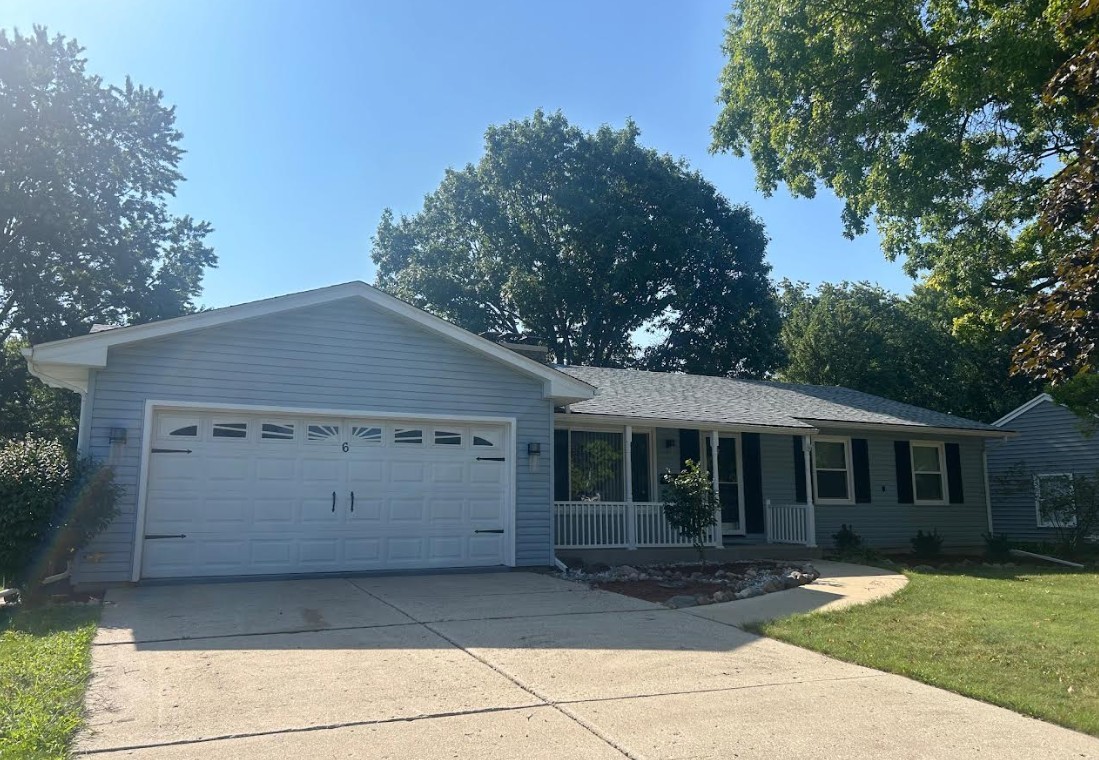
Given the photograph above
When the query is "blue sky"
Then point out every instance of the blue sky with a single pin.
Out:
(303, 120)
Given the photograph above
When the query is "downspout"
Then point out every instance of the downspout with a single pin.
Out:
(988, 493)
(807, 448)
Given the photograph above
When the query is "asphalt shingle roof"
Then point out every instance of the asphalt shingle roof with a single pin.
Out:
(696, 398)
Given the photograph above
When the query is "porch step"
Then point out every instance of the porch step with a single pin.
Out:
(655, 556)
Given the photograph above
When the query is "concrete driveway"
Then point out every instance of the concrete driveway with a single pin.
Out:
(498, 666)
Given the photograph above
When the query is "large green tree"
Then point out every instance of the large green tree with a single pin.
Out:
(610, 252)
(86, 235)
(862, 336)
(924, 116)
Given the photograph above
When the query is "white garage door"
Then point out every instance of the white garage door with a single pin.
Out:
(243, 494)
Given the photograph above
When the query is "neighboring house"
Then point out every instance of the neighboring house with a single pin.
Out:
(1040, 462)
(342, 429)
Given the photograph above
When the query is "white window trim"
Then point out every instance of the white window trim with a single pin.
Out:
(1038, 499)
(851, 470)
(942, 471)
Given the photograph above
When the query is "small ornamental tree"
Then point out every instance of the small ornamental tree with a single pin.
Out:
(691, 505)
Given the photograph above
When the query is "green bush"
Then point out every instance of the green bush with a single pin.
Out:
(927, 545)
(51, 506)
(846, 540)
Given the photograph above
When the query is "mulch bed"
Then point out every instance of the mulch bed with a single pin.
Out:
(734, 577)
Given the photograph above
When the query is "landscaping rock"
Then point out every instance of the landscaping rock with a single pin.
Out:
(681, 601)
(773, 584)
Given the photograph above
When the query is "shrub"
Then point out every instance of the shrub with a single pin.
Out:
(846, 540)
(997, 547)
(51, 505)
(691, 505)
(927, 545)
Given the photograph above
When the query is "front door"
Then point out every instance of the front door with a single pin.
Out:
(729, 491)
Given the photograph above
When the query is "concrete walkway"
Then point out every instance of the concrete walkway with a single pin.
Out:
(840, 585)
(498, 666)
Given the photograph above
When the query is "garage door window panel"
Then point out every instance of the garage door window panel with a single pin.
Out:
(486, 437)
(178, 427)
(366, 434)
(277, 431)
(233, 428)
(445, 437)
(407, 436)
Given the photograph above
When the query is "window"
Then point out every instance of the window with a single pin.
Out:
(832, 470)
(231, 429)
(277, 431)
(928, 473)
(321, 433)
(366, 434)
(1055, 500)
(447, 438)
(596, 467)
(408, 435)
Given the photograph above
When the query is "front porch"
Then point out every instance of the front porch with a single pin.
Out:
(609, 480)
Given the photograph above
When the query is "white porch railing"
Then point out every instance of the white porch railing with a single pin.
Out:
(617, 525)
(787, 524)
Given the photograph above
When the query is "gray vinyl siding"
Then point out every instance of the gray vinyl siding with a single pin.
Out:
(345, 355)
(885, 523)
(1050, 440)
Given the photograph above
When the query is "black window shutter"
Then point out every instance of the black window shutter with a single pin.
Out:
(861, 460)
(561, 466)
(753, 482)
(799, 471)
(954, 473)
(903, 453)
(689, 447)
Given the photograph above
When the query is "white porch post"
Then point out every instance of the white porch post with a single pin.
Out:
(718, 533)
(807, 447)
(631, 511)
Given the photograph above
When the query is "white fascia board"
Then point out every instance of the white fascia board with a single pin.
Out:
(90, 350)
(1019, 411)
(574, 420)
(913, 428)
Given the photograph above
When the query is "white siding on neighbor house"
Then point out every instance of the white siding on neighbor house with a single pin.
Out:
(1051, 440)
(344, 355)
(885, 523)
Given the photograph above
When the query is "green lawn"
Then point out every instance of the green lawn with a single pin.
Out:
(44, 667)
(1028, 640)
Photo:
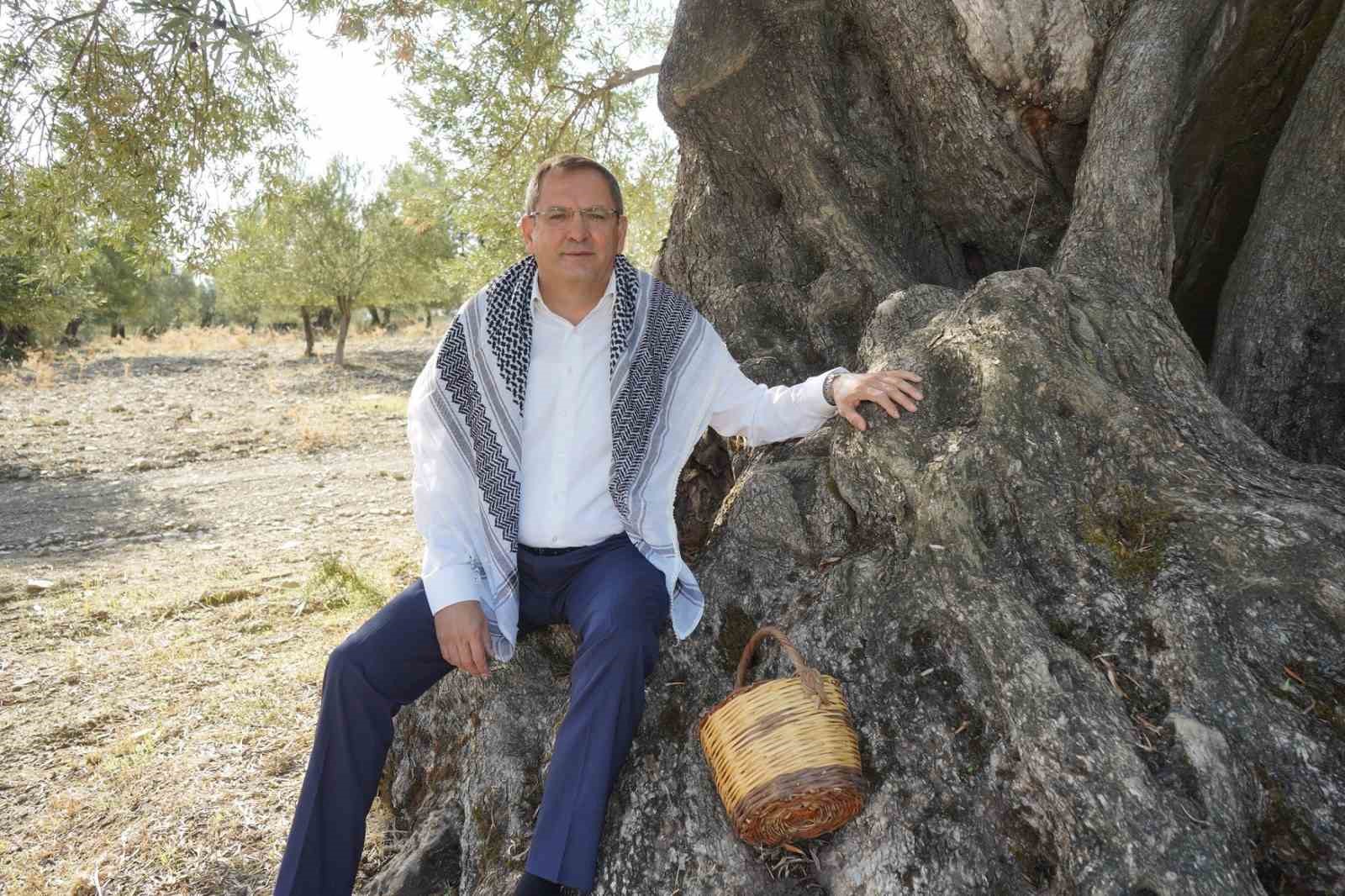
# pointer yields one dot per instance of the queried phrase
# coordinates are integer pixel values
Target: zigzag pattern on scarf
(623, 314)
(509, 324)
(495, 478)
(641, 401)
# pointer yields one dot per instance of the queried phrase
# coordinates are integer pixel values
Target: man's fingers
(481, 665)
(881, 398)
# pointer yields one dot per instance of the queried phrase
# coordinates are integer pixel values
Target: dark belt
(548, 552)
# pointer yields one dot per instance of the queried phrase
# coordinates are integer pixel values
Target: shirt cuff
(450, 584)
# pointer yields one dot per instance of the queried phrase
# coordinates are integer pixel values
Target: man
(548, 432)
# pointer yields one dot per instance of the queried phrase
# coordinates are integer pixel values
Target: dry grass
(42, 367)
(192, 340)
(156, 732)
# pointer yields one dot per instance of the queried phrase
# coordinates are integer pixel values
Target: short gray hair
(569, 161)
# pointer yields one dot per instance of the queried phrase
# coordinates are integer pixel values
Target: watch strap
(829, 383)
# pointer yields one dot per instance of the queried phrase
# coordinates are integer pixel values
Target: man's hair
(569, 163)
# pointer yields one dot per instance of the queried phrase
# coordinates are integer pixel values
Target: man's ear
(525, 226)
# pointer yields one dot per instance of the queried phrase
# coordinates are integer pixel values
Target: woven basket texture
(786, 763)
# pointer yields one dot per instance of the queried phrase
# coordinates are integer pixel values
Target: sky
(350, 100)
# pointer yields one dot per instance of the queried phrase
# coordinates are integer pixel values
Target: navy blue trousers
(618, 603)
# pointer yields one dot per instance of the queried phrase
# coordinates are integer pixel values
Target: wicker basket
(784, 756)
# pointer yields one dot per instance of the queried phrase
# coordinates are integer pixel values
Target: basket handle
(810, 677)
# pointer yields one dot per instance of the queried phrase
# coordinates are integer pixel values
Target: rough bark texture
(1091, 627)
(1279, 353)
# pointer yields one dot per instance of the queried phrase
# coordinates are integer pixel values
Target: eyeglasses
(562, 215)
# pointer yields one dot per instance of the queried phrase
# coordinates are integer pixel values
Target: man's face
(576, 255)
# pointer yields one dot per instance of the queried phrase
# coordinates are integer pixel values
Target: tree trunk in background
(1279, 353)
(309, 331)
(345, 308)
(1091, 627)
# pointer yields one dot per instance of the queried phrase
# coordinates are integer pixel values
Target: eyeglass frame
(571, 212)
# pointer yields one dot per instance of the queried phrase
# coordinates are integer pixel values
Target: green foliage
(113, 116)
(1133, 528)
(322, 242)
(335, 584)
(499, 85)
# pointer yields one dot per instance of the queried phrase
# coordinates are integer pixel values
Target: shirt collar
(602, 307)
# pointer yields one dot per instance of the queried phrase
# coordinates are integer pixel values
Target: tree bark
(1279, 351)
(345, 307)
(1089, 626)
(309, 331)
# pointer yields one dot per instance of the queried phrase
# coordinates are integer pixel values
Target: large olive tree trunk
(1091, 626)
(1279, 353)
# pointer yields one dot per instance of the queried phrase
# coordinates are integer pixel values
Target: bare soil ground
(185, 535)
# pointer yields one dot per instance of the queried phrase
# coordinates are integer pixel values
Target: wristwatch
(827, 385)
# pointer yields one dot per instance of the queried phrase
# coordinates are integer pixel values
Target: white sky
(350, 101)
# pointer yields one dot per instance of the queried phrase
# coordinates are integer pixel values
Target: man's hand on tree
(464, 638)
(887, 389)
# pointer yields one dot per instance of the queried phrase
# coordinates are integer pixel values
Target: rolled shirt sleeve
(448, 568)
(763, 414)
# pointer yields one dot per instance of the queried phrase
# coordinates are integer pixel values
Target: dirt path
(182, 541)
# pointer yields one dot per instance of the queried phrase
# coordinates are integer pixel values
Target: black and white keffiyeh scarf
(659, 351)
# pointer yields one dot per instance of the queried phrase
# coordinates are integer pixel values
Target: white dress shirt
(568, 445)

_GIVEN INSTRUCTION_
Set each line of the records down exactly, leaving every picture out.

_SOLUTION_
Given the photograph above
When the query is "blue sky"
Then point out every instance of the blue sky with a single pin.
Out:
(303, 120)
Given the photograph above
When the query is "downspout"
Then point out every instance of the downspout with a single pin.
Out:
(988, 493)
(807, 448)
Given the photograph above
When the query is "asphalt shingle roof"
Then point out every instance of the asphalt shingle roof with a single pin.
Out:
(696, 398)
Given the photograph above
When the query is "porch step"
Then point out every instance of the porch step with a single pin.
Out:
(655, 556)
Given the photograph above
When the query is "concrete driveway"
Then point out every instance of the concrete driveway with a single pin.
Out:
(498, 666)
Given the photograph above
When the query is "large green tree"
Then point out every instance of the large green tree with a single pin.
Out:
(610, 252)
(86, 235)
(862, 336)
(924, 116)
Given the photograph above
When the query is "white garage door"
Then point out every instance of the white garage door with a single pin.
Out:
(243, 494)
Given the photograph above
When the query is "neighboring house"
Then point out every instance of the neighboring house with a single pin.
Out:
(1040, 462)
(342, 429)
Given the photograph above
When the query is "white window trim"
Then point out every instance of the white window trim with a single pin.
Out:
(1038, 499)
(851, 470)
(942, 471)
Given the photograph above
When the query is "small ornamental tree"
Then point out every instance of the small ornamental tree with a single pin.
Out:
(691, 505)
Given the photograph above
When the query is "green bush"
Then point out every instance of the green bush with a single pin.
Out:
(927, 545)
(51, 506)
(846, 540)
Given the photograph above
When the query is "mulch bed"
Then point out every instance of the mulch bed with a single pin.
Out:
(734, 577)
Given the photograph above
When the query is "landscaping rock"
Then point out every instance of the landscaping rock with a single pin.
Out:
(681, 601)
(773, 584)
Given the photograph above
When the query is "shrub"
Then point out every instance of the shrub with a single pin.
Out:
(846, 540)
(997, 547)
(51, 505)
(691, 505)
(927, 545)
Given the photograph above
When the query is "front door"
Then point out every instance of the front door with a single pin.
Out:
(729, 491)
Given the photograph above
When the query is "concrete walkway"
Then point out every instance of the concrete walkway with a single pin.
Out:
(840, 585)
(498, 666)
Given the photograph above
When the query is "garage door window panel"
Then point out every instance of the garage door window panel with a single pin.
Out:
(486, 437)
(178, 427)
(366, 434)
(277, 431)
(233, 428)
(445, 437)
(407, 436)
Given the photograph above
When the query is "window"
Then point out every instance of the window with a single pin.
Out:
(832, 470)
(231, 429)
(277, 431)
(928, 473)
(321, 433)
(366, 434)
(1055, 500)
(447, 438)
(596, 467)
(408, 435)
Given the photograph above
When the query is "front porch"
Then point out every instance of the front porch with a single pin.
Out:
(609, 480)
Given the photograph above
When the query is "white porch railing"
Then point out every instance of the white porch railing with a single pin.
Out:
(617, 525)
(787, 524)
Given the photograph above
When the query is "gray vinyl siding"
Then point out every instance of the gray vinyl siding with a single pin.
Out:
(345, 355)
(885, 523)
(1050, 440)
Given the photograph above
When the query is "black window shutter"
Then point out every instance of the black window shutter with a single pin.
Out:
(861, 460)
(561, 466)
(753, 482)
(799, 471)
(954, 473)
(903, 453)
(689, 447)
Given the photograph above
When the query is "white porch post"
Then point out every instance of the white porch post with a single pin.
Out:
(718, 533)
(807, 447)
(631, 511)
Given the photograph above
When the query is "white fascia board"
Then point out every instance of the white fascia board with a single pin.
Out:
(90, 350)
(1019, 411)
(574, 420)
(913, 428)
Given the photograph above
When the query is "white siding on neighbor house"
Then point out every instance of the white siding on neighbor house with a single pin.
Out:
(1051, 440)
(344, 355)
(885, 523)
Given the photograph above
When the query is "green lawn"
Then point out every instance of the green lawn with a single pin.
Out:
(44, 667)
(1028, 640)
Photo:
# pointer yields one dot per instance of the queried phrase
# coordinates are integer pixel values
Target: zigzag pattern on scarf
(623, 314)
(509, 324)
(495, 478)
(641, 401)
# pointer yields one dot per instance of the queried phrase
# coordinates are integer pixel values
Target: man's fingers
(481, 665)
(881, 398)
# pointer yields one dot per instance of the queried phrase
# coordinates are integer pixel values
Target: dark belt
(548, 552)
# pointer yields one dot per instance of the queried phrase
# coordinates are integer pixel values
Target: shirt cuff
(450, 584)
# pointer yields one dot per instance of the queried phrase
# coordinates are integer pixel values
Target: man
(548, 432)
# pointer yields one dot per instance of the queried phrase
# coordinates are integer pixel values
Target: dry grass
(42, 367)
(192, 340)
(156, 732)
# pointer yields one dot per instance of the queried phrase
# coordinates are integer pixel values
Target: short gray hair
(569, 161)
# pointer yields one dot per instance of the queried phrase
# coordinates are integer pixel values
Target: watch strap
(829, 383)
# pointer yields one dot per instance of the queried phrase
# coordinates are integer pixel values
Target: man's hair
(569, 163)
# pointer yields one dot per instance of the queried phrase
# coordinates are integer pixel values
Target: man's ear
(525, 226)
# pointer yields one dot per instance of the queried phrase
# coordinates are integer pixel values
Target: woven basket texture
(786, 763)
# pointer yields one dot per instance of the queried phrase
# coordinates are integer pixel values
Target: sky
(350, 100)
# pointer yields one dot per instance of the queried phrase
# coordinates are integer pixel values
Target: navy blue trousers
(618, 603)
# pointer yields one dot per instance of the queried phrase
# coordinates are integer pixel values
Target: wicker basket
(784, 756)
# pointer yields one dot per instance of the queried phrase
# coordinates are integer pixel values
Target: basket handle
(810, 677)
# pointer yields one dot per instance of the queried phrase
# coordinates are integer pixel values
Target: rough bark texture
(1091, 627)
(1279, 353)
# pointer yields one dot per instance of the queried phrase
# coordinates are integer pixel values
Target: eyeglasses
(562, 215)
# pointer yields one dot per instance of the queried phrase
# coordinates are integer pixel values
Target: man's face
(576, 255)
# pointer yields one dot per instance of the queried phrase
# coordinates are integer pixel values
Target: tree trunk in background
(1279, 353)
(309, 331)
(345, 308)
(1091, 627)
# pointer yields one dot per instance of the queried phrase
# coordinates are integer pixel values
Target: eyeglass frame
(571, 212)
# pointer yields one dot per instance of the queried phrase
# coordinates are integer pixel values
Target: green foliage
(113, 116)
(1133, 528)
(322, 242)
(335, 584)
(499, 85)
# pointer yields one dot per instance of the queried phrase
# coordinates are integer pixel values
Target: shirt collar
(602, 307)
# pointer yields one dot per instance of the queried phrase
# coordinates are integer pixel values
Target: tree bark
(1279, 351)
(345, 307)
(1089, 626)
(309, 331)
# pointer yields one dot per instance of the queried phrase
# coordinates are integer pixel values
Target: large olive tree trunk
(1091, 626)
(1279, 353)
# pointer yields one dot per instance of the queried phrase
# coordinates are integer pixel values
Target: bare soil ground
(185, 535)
# pointer yields one dot per instance of the queried phrase
# coordinates are integer pixel values
Target: wristwatch
(827, 385)
# pointer yields one dot per instance of the queried phrase
# coordinates are integer pixel values
Target: white sky
(350, 101)
# pointer yields one dot per instance of the queried phrase
# coordinates are integer pixel values
Target: man's hand on tree
(464, 638)
(887, 389)
# pointer yields one dot per instance of the queried phrase
# coordinates are integer pixel values
Target: rolled shirt sleeve
(448, 568)
(763, 414)
# pointer yields one dot per instance of the queried phrase
# coordinates are integer pixel values
Target: dirt path
(182, 541)
# pointer yields one dot per instance of the queried phrase
# coordinates are integer pixel values
Target: black and white keffiyeh scarf
(659, 351)
# pointer yields one dot per instance of the queried phrase
# coordinates are integer pixel values
Target: white dress shirt
(568, 445)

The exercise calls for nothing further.